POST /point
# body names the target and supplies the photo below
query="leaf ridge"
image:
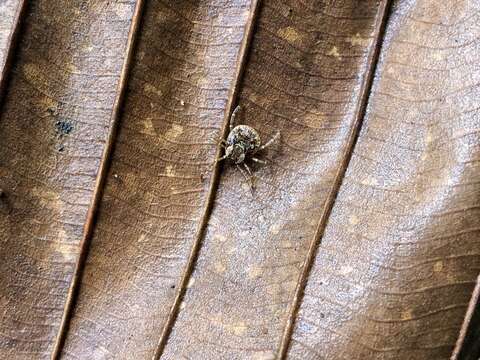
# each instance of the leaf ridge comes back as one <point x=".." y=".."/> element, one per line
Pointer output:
<point x="100" y="182"/>
<point x="365" y="90"/>
<point x="215" y="179"/>
<point x="6" y="64"/>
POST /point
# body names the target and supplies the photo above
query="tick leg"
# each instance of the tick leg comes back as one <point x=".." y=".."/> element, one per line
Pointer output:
<point x="243" y="173"/>
<point x="259" y="161"/>
<point x="233" y="117"/>
<point x="270" y="142"/>
<point x="221" y="158"/>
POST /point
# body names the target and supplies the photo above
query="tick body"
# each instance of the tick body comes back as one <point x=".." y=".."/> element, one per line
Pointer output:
<point x="242" y="143"/>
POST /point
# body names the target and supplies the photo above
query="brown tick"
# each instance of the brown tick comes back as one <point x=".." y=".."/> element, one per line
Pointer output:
<point x="242" y="143"/>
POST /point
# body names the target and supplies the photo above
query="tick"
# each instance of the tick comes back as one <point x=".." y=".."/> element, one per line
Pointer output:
<point x="242" y="143"/>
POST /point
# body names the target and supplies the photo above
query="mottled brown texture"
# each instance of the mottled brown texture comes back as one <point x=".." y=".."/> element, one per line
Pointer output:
<point x="158" y="181"/>
<point x="468" y="344"/>
<point x="399" y="258"/>
<point x="303" y="78"/>
<point x="360" y="241"/>
<point x="11" y="12"/>
<point x="53" y="125"/>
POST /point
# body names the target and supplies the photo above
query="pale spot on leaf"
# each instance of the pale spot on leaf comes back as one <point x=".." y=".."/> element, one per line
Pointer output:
<point x="220" y="267"/>
<point x="220" y="238"/>
<point x="67" y="251"/>
<point x="437" y="55"/>
<point x="264" y="355"/>
<point x="275" y="228"/>
<point x="358" y="40"/>
<point x="345" y="270"/>
<point x="438" y="266"/>
<point x="174" y="131"/>
<point x="354" y="220"/>
<point x="406" y="315"/>
<point x="191" y="281"/>
<point x="148" y="128"/>
<point x="169" y="171"/>
<point x="289" y="34"/>
<point x="239" y="328"/>
<point x="334" y="52"/>
<point x="150" y="89"/>
<point x="254" y="272"/>
<point x="370" y="181"/>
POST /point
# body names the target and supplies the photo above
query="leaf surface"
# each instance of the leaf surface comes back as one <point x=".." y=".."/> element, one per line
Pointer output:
<point x="400" y="255"/>
<point x="121" y="238"/>
<point x="53" y="124"/>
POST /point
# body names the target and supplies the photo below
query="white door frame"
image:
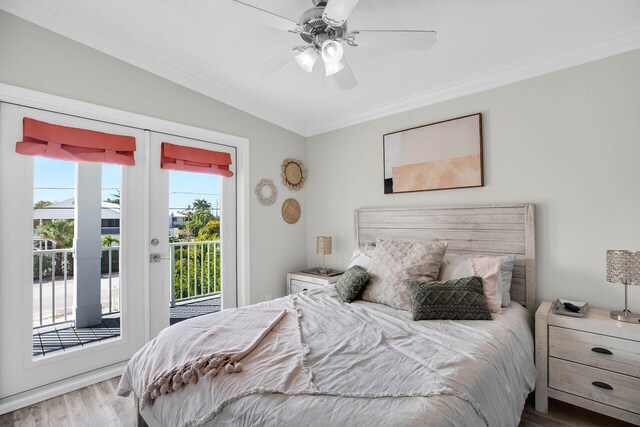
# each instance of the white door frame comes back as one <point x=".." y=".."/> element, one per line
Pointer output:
<point x="34" y="99"/>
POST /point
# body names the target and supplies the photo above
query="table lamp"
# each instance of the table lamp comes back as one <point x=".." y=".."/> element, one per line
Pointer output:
<point x="624" y="267"/>
<point x="323" y="246"/>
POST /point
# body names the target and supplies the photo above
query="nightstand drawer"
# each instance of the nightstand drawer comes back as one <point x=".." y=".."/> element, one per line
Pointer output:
<point x="601" y="351"/>
<point x="610" y="388"/>
<point x="299" y="286"/>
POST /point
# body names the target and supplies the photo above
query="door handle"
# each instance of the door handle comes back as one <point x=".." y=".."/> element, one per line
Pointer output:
<point x="156" y="257"/>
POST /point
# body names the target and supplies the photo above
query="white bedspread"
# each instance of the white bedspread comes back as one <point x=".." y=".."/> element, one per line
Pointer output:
<point x="371" y="365"/>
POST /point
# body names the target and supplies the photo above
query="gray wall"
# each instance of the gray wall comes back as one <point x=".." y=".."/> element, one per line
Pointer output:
<point x="38" y="59"/>
<point x="568" y="142"/>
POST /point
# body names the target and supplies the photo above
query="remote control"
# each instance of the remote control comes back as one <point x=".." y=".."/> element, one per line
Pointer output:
<point x="571" y="307"/>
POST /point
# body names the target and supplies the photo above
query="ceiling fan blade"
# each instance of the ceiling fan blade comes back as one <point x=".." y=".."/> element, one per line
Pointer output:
<point x="253" y="13"/>
<point x="392" y="39"/>
<point x="274" y="64"/>
<point x="345" y="78"/>
<point x="337" y="11"/>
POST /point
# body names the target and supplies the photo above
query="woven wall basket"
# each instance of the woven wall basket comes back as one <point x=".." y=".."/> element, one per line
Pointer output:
<point x="293" y="174"/>
<point x="291" y="211"/>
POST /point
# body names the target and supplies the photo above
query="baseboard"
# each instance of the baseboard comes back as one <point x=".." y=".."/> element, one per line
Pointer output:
<point x="58" y="388"/>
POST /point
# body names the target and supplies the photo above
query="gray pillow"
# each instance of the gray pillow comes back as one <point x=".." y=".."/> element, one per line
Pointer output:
<point x="351" y="283"/>
<point x="459" y="299"/>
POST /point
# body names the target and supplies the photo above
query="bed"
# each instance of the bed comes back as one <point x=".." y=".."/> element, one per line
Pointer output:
<point x="323" y="362"/>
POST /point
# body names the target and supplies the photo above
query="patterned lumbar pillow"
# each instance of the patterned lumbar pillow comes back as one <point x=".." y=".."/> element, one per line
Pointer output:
<point x="459" y="299"/>
<point x="395" y="262"/>
<point x="351" y="283"/>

══════════════════════════════

Exercise task: Find each line in the data above that contains the word "pillow". Copy those lines.

Solution for this problem:
query="gray pillow"
# each instance of the gray pillow comes back as one <point x=".." y=".."/> element, one per line
query="patterned lumbar pillow"
# each instance of the patterned lumbar pillow comes back as one <point x=".." y=".."/> element, one per line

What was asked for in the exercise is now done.